While diplomats are focused on the newly nuclear North Korea, some say a more likely threat comes from loose nuclear materials in the hands of terrorists. Non-proliferation experts point to a possible source: highly enriched uranium stored at Cold War-era research labs around the world — often under questionable security. Former United States Sen. Sam Nunn tells CBS News that radioactive material at insecure facilities is a "terrorist's dream."
The U.S. Government Accountability Office reports there are at least 128 facilities around the world with at least 20 kilograms (about 44 pounds) of highly enriched uranium.
"That's enough to make a bomb," says Matthew Bunn of Harvard University's Belfer Center for Science and International Affairs. Asked about security at these facilities, he notes that "Most research reactors have only a night watchman and a chain-link fence."

- THE DATA:
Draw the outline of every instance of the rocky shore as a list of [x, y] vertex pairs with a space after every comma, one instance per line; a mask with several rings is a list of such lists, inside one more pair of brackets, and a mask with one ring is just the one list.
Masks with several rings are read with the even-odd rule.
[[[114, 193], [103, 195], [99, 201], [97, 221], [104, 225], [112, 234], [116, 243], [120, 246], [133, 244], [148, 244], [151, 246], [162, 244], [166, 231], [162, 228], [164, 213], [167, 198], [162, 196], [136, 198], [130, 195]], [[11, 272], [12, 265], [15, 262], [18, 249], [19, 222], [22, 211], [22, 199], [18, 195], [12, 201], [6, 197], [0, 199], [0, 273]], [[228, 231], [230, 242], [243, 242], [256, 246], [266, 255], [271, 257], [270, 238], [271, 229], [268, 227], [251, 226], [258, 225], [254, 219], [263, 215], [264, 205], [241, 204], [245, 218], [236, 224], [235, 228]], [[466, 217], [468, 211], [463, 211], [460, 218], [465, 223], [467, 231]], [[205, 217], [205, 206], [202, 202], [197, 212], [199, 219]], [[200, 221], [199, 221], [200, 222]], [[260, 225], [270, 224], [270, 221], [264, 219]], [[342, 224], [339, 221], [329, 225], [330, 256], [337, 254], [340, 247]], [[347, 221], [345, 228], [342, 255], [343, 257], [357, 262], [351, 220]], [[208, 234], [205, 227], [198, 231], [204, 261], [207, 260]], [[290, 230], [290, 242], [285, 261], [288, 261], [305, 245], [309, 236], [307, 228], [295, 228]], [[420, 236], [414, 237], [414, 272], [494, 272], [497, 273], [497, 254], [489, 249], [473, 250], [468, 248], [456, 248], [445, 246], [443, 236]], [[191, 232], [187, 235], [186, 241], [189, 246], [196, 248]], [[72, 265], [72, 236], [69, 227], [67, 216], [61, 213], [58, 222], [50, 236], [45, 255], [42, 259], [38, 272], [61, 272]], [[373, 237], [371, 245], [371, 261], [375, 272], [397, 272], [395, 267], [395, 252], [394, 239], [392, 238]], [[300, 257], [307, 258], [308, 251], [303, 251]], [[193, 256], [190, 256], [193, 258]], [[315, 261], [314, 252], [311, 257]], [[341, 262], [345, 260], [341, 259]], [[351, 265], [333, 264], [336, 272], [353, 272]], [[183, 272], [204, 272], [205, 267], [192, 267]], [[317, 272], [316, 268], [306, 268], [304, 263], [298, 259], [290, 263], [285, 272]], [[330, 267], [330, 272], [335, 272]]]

- PROBLEM TO WORK ON:
Can you reproduce the passage about poorly secured highly enriched uranium word for word, from start to finish?

- TASK SOLUTION:
While diplomats are focused on the newly nuclear North Korea, some say a more likely threat comes from loose nuclear materials in the hands of terrorists. Non-proliferation experts point to a possible source: highly enriched uranium stored at Cold War-era research labs around the world — often under questionable security. Former United States Sen. Sam Nunn tells CBS News that radioactive material at insecure facilities is a "terrorist's dream."
The U.S. Government Accountability Office reports there are at least 128 facilities around the world with at least 20 kilograms (about 44 pounds) of highly enriched uranium.
"That's enough to make a bomb," says Matthew Bunn of Harvard University's Belfer Center for Science and International Affairs. Asked about security at these facilities, he notes that "Most research reactors have only a night watchman and a chain-link fence."